17 marzo: un altro giorno
Doriana Goracci - 16-03-2007
CONTRO LA GUERRA

La stampa non ha questa settimana amplificato o indotto nessun timore per la manifestazione di domani 17 marzo a Roma contro la guerra.
Domani scade l'ultimatum per Daniele Mastrogiacomo.
Oggi si aspettano conferme che il suo autista sia stato ucciso in Afghanistan.
Oggi il governo e la diplomazia stanno facendo il possibile per il rilascio del giornalista.
Oggi il governo e l'opposizione non stanno facendo nulla per uscire dai luoghi di guerra, per chiudere le basi, per disarmare gli eserciti, per investire nella vita le risorse monetarie dello stato italiano.

Domani una volta ancora il movimento fatto di donne e uomini di tutte le età e provenienze, destineranno di investire il loro tempo nelle strade di una città, a reclamare il diritto alla pace e alla non violenza.
Quello che camminerà domani è un popolo che non dà delega a nessuno, che non si fà rappresentare se non dalla propria determinata volontà di far cessare la guerra, che non si veste di bandiere di partito.

* _REQUISITI DEI COMPITI_:
a – Raccogli tutte le righe dei record in cui compare la parola "roadway" e ricopiale.
b – Riprendi il testo sulla manifestazione contro la guerra e proseguilo dopo l'ultima frase riportata.
Il testo sulla manifestazione contro la guerra e i record sono materiali distinti.

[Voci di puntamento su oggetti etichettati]
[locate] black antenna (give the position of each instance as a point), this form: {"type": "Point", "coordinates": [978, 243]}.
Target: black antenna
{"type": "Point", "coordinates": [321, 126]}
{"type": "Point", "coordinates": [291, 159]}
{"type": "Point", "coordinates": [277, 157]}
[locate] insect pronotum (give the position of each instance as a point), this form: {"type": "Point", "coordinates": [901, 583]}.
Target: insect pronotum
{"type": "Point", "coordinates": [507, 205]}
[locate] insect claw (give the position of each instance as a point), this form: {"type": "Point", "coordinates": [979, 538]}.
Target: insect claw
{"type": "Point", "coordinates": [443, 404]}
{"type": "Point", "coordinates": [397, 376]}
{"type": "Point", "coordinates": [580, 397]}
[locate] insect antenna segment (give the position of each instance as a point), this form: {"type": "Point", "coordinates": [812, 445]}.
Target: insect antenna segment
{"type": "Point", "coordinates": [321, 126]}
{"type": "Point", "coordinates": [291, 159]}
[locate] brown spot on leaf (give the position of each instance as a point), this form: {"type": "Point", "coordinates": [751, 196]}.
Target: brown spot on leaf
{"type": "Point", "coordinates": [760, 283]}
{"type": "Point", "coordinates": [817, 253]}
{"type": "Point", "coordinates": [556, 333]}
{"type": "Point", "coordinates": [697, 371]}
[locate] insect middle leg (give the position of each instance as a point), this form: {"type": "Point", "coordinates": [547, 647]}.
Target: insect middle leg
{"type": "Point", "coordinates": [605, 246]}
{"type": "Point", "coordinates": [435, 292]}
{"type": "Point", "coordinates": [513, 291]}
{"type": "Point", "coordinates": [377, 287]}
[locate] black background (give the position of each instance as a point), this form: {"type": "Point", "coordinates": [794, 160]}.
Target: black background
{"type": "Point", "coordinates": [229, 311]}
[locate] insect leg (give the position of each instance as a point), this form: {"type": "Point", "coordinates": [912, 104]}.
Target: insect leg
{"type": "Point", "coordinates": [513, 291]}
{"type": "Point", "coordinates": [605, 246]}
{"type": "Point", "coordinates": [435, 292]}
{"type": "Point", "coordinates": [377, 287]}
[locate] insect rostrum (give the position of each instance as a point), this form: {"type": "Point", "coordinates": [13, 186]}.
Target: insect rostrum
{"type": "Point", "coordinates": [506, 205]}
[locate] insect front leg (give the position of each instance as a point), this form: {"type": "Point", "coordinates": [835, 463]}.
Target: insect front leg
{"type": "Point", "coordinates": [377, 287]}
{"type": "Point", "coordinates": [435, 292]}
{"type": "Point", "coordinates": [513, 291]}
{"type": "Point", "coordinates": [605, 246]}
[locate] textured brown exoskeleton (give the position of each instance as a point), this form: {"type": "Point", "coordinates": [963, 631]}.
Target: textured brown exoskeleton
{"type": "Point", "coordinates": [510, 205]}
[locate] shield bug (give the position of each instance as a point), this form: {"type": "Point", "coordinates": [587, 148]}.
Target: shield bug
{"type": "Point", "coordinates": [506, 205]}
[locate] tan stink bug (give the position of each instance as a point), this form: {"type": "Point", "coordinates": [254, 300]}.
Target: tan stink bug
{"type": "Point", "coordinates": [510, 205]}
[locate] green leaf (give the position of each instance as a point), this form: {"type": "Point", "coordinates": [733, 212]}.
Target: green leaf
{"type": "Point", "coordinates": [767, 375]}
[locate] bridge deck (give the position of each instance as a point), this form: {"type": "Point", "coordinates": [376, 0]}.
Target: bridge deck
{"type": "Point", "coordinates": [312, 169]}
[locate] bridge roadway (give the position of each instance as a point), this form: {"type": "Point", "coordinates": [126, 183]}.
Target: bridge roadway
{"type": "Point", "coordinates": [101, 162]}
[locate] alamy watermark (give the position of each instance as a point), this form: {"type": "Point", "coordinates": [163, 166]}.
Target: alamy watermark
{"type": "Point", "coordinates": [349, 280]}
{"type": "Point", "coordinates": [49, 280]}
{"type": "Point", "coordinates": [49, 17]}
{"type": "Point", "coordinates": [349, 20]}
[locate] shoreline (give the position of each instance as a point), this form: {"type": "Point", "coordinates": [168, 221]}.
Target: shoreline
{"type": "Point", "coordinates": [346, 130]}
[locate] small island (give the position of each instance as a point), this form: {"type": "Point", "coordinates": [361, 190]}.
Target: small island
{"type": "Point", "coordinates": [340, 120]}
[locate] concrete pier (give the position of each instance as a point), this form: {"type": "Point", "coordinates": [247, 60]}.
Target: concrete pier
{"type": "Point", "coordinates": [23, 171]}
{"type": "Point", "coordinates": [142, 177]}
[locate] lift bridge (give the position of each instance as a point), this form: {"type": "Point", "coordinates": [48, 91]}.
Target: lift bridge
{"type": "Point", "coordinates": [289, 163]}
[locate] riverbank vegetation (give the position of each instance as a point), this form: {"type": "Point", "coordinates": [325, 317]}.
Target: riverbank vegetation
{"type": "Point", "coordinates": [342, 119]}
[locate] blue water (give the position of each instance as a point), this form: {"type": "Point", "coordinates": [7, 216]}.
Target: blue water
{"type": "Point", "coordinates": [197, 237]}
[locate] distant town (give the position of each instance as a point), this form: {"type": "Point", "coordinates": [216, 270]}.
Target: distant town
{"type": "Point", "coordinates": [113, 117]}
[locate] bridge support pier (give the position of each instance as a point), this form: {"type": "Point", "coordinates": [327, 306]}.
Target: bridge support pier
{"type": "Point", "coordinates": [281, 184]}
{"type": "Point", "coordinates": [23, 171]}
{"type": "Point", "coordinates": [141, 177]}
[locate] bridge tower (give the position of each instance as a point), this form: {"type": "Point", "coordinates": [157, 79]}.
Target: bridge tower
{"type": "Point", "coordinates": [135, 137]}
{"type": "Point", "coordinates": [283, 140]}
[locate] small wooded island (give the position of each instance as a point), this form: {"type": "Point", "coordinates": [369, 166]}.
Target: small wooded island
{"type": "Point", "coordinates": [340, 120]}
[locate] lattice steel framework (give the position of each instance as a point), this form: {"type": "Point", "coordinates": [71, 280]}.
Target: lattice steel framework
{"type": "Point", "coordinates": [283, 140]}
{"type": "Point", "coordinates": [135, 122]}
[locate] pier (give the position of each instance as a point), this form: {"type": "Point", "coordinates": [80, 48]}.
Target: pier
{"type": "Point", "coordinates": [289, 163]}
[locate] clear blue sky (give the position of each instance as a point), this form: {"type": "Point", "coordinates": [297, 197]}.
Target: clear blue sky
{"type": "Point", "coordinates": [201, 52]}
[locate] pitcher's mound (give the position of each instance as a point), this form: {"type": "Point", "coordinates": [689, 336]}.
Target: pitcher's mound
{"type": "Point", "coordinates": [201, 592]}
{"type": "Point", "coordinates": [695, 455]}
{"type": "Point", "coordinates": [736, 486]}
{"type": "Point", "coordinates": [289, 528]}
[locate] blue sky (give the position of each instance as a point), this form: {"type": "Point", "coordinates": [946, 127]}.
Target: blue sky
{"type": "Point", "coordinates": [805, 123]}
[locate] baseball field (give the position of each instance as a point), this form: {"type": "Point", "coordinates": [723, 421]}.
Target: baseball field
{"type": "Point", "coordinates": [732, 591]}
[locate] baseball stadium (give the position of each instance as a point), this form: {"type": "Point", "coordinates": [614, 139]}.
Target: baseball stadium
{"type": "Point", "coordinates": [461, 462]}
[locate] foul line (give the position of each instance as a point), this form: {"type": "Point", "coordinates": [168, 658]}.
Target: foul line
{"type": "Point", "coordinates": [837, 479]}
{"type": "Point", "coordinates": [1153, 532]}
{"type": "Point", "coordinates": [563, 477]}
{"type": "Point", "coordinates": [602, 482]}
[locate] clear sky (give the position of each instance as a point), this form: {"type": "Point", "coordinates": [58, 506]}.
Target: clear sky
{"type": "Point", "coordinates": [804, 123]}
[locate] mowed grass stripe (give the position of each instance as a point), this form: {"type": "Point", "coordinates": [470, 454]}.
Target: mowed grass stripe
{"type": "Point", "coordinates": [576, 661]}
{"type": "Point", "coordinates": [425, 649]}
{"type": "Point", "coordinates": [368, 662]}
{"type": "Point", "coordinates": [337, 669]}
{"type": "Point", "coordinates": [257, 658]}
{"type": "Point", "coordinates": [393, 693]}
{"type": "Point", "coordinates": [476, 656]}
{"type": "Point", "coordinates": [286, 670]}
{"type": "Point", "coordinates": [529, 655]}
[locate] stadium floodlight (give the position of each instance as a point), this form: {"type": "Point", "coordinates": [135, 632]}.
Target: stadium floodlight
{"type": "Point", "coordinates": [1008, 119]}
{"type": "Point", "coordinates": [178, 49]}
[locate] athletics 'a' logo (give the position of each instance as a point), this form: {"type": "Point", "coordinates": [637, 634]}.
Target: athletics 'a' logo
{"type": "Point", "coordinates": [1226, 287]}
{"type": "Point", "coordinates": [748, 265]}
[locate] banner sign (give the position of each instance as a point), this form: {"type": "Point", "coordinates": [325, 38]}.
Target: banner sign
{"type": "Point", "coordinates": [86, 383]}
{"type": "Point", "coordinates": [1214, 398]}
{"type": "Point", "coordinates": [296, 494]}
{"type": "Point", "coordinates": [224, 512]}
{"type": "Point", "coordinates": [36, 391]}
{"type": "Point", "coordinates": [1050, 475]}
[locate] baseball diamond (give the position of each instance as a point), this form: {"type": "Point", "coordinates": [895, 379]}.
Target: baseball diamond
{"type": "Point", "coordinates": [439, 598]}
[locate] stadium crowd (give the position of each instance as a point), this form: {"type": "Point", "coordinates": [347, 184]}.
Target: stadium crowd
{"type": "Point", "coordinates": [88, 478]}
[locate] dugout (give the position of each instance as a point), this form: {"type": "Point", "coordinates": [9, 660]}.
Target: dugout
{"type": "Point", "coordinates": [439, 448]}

* _ELENCO DELLE RISPOSTE_:
a –
[locate] bridge roadway (give the position of each instance as a point), this form: {"type": "Point", "coordinates": [126, 183]}.
Target: bridge roadway

b –
Forse sarà data una proroga al rilascio di Daniele Mastrogiacomo, noi proroghe non le chiediamo, noi pretendiamo la scelta della vita.
Oggi si chiedono di adottare misure di sicurezza in aree che restano molto pericolose.

Oggi, domani, sempre, noi chiediamo di adottare il rifiuto della guerra, che nessun governo e potere condivide.
Non ci sono domani treni speciali per giungere a Roma, solo iniziative locali che chiedo di diffondere, di speciale ci sarà ancora una volta la certezza della nostra lotta e determinazione.

Oggi dobbiamo inoltrare, diffondere un appuntamento oscurato, questo sì non illuminato dai media, presi ad accendere riflettori su valletti e vallette, vassalli e valvassori, schiavi e padroni dell'informazione al potere.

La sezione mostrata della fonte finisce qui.